**JOB**
Copy out all of the data below, substituting "Release note" for every "Changelog" and changing nothing else. Omit the pictures.

**GIVEN ENTRIES**
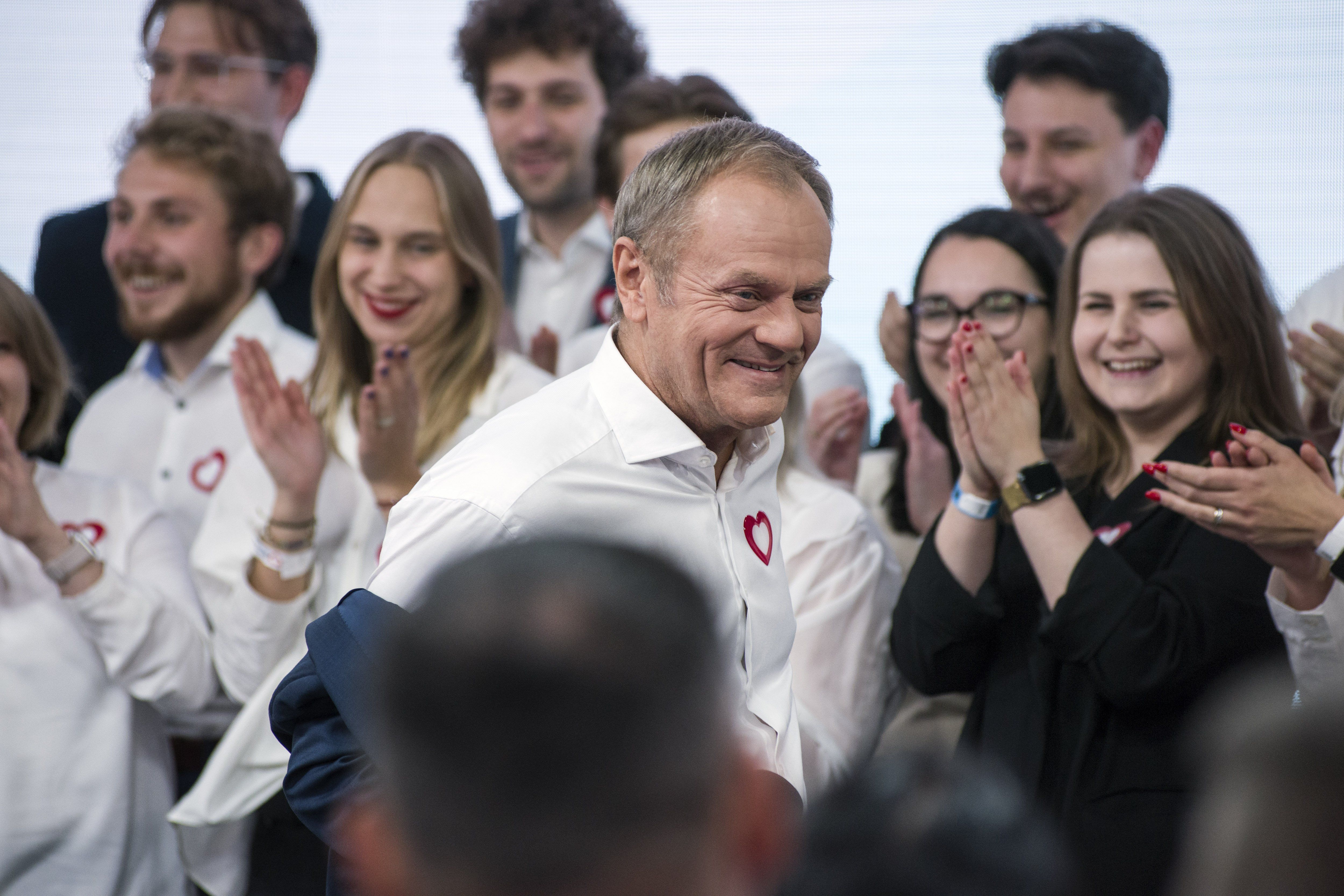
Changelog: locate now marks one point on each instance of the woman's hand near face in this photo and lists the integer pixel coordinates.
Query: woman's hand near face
(928, 463)
(283, 430)
(389, 418)
(999, 401)
(838, 429)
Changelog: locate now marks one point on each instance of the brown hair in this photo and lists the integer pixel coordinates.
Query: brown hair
(244, 163)
(277, 30)
(650, 101)
(1232, 316)
(31, 338)
(499, 29)
(463, 358)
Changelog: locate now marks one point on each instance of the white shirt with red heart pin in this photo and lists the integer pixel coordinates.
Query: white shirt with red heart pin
(177, 440)
(597, 456)
(87, 776)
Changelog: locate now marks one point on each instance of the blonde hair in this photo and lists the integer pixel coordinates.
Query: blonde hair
(460, 358)
(40, 350)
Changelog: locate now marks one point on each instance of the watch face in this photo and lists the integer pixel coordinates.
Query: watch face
(1041, 480)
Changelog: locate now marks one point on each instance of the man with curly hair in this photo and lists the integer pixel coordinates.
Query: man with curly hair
(544, 72)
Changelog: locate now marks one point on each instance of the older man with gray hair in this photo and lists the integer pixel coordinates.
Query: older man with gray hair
(670, 440)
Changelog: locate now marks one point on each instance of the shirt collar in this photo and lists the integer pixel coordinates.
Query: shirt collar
(593, 233)
(644, 426)
(259, 320)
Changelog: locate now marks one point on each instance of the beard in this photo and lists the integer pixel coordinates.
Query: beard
(197, 311)
(573, 190)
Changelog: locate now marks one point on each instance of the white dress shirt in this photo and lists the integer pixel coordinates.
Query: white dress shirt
(561, 293)
(1315, 637)
(597, 456)
(845, 582)
(259, 641)
(1322, 301)
(85, 770)
(178, 440)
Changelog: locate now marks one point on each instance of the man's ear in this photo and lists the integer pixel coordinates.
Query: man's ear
(260, 248)
(635, 285)
(1151, 136)
(294, 87)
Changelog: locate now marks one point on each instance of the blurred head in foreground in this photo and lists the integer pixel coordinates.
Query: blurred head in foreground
(1269, 819)
(925, 825)
(554, 719)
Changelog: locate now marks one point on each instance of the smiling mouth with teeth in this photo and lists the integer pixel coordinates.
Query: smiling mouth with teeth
(1131, 367)
(759, 367)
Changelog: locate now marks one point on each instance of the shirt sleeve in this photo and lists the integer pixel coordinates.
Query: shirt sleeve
(943, 637)
(1164, 637)
(1315, 639)
(427, 533)
(147, 623)
(845, 680)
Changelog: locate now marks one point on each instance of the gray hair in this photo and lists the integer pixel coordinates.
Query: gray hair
(654, 208)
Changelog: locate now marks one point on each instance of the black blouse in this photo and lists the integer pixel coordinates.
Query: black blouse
(1086, 703)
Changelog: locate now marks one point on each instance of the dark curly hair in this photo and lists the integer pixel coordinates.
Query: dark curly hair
(498, 29)
(650, 101)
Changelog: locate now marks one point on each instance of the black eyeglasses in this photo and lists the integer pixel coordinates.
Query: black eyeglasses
(999, 311)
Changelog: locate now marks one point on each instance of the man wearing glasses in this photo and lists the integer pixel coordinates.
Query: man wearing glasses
(252, 58)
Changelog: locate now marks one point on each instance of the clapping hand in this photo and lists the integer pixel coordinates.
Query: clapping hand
(928, 463)
(994, 410)
(283, 430)
(389, 418)
(838, 429)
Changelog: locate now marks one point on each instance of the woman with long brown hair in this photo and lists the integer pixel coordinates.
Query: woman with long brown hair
(406, 305)
(1085, 617)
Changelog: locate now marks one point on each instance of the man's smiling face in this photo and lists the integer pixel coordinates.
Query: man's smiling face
(742, 308)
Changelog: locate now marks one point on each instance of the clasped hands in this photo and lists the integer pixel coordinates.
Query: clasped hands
(292, 445)
(1279, 502)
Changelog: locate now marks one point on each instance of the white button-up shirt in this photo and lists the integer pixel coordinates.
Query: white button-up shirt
(845, 582)
(85, 770)
(178, 440)
(597, 456)
(561, 293)
(259, 641)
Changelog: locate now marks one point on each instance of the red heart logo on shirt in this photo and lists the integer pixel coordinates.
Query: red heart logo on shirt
(208, 472)
(749, 529)
(1108, 535)
(91, 530)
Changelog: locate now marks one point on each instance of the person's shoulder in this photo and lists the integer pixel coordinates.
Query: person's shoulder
(519, 447)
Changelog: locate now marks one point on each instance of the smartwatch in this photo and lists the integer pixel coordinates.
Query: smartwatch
(1034, 483)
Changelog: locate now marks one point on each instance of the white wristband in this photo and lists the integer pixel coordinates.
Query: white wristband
(285, 563)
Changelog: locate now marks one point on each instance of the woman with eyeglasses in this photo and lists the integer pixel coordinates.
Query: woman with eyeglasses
(1086, 619)
(998, 268)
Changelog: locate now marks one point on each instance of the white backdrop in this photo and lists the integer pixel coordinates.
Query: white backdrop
(890, 96)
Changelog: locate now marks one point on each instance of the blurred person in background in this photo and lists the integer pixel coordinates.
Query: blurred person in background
(1086, 619)
(1085, 112)
(544, 72)
(202, 214)
(843, 581)
(999, 268)
(669, 441)
(249, 58)
(920, 824)
(406, 303)
(556, 718)
(100, 633)
(1272, 796)
(642, 117)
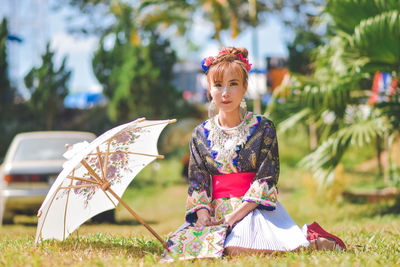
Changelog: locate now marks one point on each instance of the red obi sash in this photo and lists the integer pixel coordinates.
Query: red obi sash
(231, 185)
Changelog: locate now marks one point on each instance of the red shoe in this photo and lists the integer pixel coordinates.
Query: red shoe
(314, 231)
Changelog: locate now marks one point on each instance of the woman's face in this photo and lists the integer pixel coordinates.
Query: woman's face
(228, 92)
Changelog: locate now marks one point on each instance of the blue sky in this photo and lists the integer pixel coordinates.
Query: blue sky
(53, 26)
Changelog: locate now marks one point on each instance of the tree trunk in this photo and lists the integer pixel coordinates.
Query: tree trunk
(379, 154)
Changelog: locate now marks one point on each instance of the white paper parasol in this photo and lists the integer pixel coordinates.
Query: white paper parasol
(96, 176)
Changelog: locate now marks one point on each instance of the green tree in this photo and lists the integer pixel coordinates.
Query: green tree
(334, 96)
(48, 87)
(6, 91)
(136, 73)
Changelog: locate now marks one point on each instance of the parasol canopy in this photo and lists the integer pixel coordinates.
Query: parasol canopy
(96, 175)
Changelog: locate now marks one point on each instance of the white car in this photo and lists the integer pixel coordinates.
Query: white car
(31, 165)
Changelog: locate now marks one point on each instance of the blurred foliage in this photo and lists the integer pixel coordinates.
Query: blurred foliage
(6, 91)
(178, 16)
(136, 73)
(331, 101)
(48, 87)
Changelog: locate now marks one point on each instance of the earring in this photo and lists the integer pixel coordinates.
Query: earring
(212, 109)
(242, 109)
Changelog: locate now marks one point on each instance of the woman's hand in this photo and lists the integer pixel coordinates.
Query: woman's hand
(229, 220)
(203, 218)
(232, 218)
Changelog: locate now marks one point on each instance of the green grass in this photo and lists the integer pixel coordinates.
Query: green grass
(372, 231)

**ANSWER TO THE TASK**
Release note: locate now marks one point on each instance of the woman's hand near face in this photo and lists the integer pixel coordinates.
Query: woman's hand near face
(928, 463)
(283, 430)
(389, 418)
(999, 401)
(838, 429)
Release note: locate now marks one point on each instance of the brown hair in this photo and lists the integer pixel coordinates.
Query: brown hair
(244, 163)
(277, 30)
(650, 101)
(1232, 316)
(31, 338)
(499, 29)
(463, 358)
Release note: locate now marks one point on each instance of the white shirt with red heart pin in this photo and lists the integer pixel coordinates.
Query: white shirt with red heart pin
(177, 440)
(597, 456)
(87, 776)
Release note: locate now marks one point on each instance of the blonde hair in this photo and lists the integer pixel coordinates.
Query: blonde hair
(460, 358)
(40, 350)
Release note: locate now marks one point on each instance of the watch face in this photo and lists the integer pixel coordinates.
Query: watch face
(1041, 480)
Release note: locate now marks one point on each instance of the man with curly hair in this photo and lists the integer pixel coordinates.
Query: man with curly hair
(544, 72)
Release note: locate now marks one point on each instance of the older man with gray hair in this photo and lists the integer pixel coordinates.
Query: older man with gray hair
(670, 440)
Release note: locate now marks one point on each instance of the shirt collar in this photo and lists the integer pixel coordinates.
Query: shirt collar
(593, 233)
(644, 426)
(259, 320)
Release note: locate now marks one point on each instance of the beard in this photo and lists the integer pixel coordinates.
Query: beard
(197, 311)
(573, 190)
Release note: locate now marks one point on each instance of the white dress shirt in this photo and lists the integer pixel coordinates.
Query: white dress shirt
(561, 293)
(1315, 637)
(597, 456)
(845, 582)
(259, 641)
(1322, 301)
(85, 770)
(178, 440)
Release note: locate now marks one point on each instance of the man's ear in this photo and lists the integer pixel coordinates.
Query: man's ear
(260, 248)
(635, 285)
(1151, 136)
(294, 87)
Release note: locate now marks one point on each instance of the blurred head in foreground in this photo and lists the integer pixel coordinates.
Query: blurred head in foreground
(1269, 819)
(925, 825)
(554, 719)
Release note: locate now marks one point on each instance of the smiling mouth with teeth in this photo and lists the integer pixel coordinates.
Query: smiling mouth with teeth
(1131, 367)
(759, 367)
Release note: locate now marks one point on each instance of the shirt sleeve in this photo and lists the integer pixel coordinates.
Query: shirt sleeve
(943, 637)
(1164, 637)
(1315, 639)
(427, 533)
(147, 623)
(845, 680)
Release note: locate now marks one point on each instance of the gray hair in this photo and lists the integer pixel coordinates.
Query: gray hair
(654, 208)
Release note: locate now marks one point on each instance of the black blouse in this photo and lists the integer pixel coordinates.
Query: black blouse
(1086, 703)
Release note: locate now marks one point on each instance of the dark curly hair in this photo and lists the integer pixel coordinates.
Query: dark curly hair
(498, 29)
(650, 101)
Release note: locate now marks one point on each instance of the black eyeglasses in this photo and lists the integer pixel coordinates.
Query: black eyeglasses
(999, 311)
Release note: locate now marks one point on each instance of the man wearing glasses in this photo and lists the integer pixel coordinates.
Query: man wearing glasses
(252, 58)
Release note: locate now marks one point on each instance of the clapping hand in this photo and lists the integer pixel coordinates.
Query: clapping hand
(928, 463)
(994, 410)
(283, 430)
(389, 418)
(838, 429)
Release note: locate now marks one point on each instance of the woman with long brown hair in this photo and lists the integer pixel coordinates.
Query: woman with long brown hair
(406, 305)
(1085, 617)
Release note: locate now marks one point on each instance of the man's smiling face in this photo and lists the integer pixel coordinates.
Query: man's smiling face
(742, 308)
Release note: locate now marks one point on each instance of the clasped hands in this photo and lists the integer pixel coordinates.
Query: clasped hands
(292, 445)
(1279, 502)
Release note: locate now marks one point on each instance of the white button-up shirt in this photo and lists the integer pixel coordinates.
Query: white button-up shirt
(845, 582)
(85, 770)
(178, 440)
(597, 456)
(561, 293)
(259, 641)
Release note: locate now marks one point on each instance of the red heart logo on shirt in this photo and lists the integer pixel coordinates.
Query: red heart logo on shirt
(208, 472)
(749, 529)
(1108, 535)
(91, 530)
Release note: locate now marks one point on each instance of the person's shoulder in this photo and lists the integer pixel coordinates.
Query: person's shoulder
(519, 447)
Release note: locate now marks one point on each instance of the smartwatch in this photo and lists the integer pixel coordinates.
Query: smartwatch
(1034, 483)
Release note: locate now marks one point on each instance of the white wristband in this photo and lists the integer pixel coordinates.
Query: white wristband
(285, 563)
Release note: locate now marks one point on each instance of the woman with eyeglasses in this photo and lists the integer pixel coordinates.
Query: woman with eyeglasses
(1086, 619)
(998, 268)
Release note: locate now marks one point on each instance of the white backdrop in this photo and lists the integer pixel coordinates.
Query: white backdrop
(890, 96)
Release note: locate now marks one point on each instance of the blurred person in background in this photo and lists the integer pixel coordinates.
Query: blurred person in background
(1086, 619)
(1085, 112)
(544, 72)
(202, 214)
(843, 581)
(999, 268)
(669, 441)
(249, 58)
(920, 824)
(406, 303)
(556, 718)
(100, 633)
(1272, 796)
(642, 117)
Release note: locate now marks one point on each instance of the red obi sash in this photo and lists the integer pixel coordinates.
Query: red obi sash
(231, 185)
Release note: locate now marks one point on each instance of the red shoe in this photo and lists the integer pixel coordinates.
Query: red shoe
(314, 231)
Release note: locate now marks one point on each instance of the woman's face in this photo and lists the integer pixel coordinates.
Query: woman's face
(228, 92)
Release note: locate now marks one point on each instance of the blue sky in this photo and lists the integer pixel coordinates.
Query: blue sky
(53, 26)
Release note: locate now marks one point on each instance of the tree trunk in this photo and lists the integer pixel coordinates.
Query: tree trunk
(379, 154)
Release note: locate now marks one point on each instance of the white paper parasol in this photo and lists the integer pixel coordinates.
Query: white paper parasol
(96, 176)
Release note: locate now marks one point on each instance of the green tree in this photo and lists the integer pixel coordinates.
Query: green tree
(334, 96)
(48, 87)
(6, 91)
(136, 73)
Release note: locate now marks one point on each instance of the parasol canopy in this photo and lists the integer pixel coordinates.
Query: parasol canopy
(96, 175)
Release note: locate now marks one point on each instance of the white car in this photo and lists the integer pixel coordinates.
Query: white car
(31, 165)
Release note: locate now marks one point on each instance of the blurred foliage in this photo and lists the integer pixel coordinates.
Query: blurred foliage
(6, 91)
(178, 16)
(136, 73)
(331, 101)
(48, 87)
Release note: locate now marks one point on each instance of the earring in this photo and lists the integer pixel coordinates.
Query: earring
(212, 109)
(242, 109)
Release note: locate now marks one point on each instance of the woman's hand in this photo and lists the integer pixel coordinates.
Query: woman's hand
(229, 220)
(203, 218)
(232, 218)
Release note: locate now marks one point on each instance of the green grass in this photo and lists the integer pixel coordinates.
Query: green grass
(372, 231)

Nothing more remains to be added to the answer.